# TASK INSTRUCTIONS:
Substitute "object" for "target" throughout the listing and reproduce all other text unchanged.
##### MATERIALS PROVIDED #####
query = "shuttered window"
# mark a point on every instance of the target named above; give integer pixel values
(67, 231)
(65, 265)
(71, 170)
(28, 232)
#####
# RESULT:
query = "shuttered window"
# mark a point on every instance of the object named above; give integer pixel values
(67, 231)
(65, 265)
(71, 170)
(28, 232)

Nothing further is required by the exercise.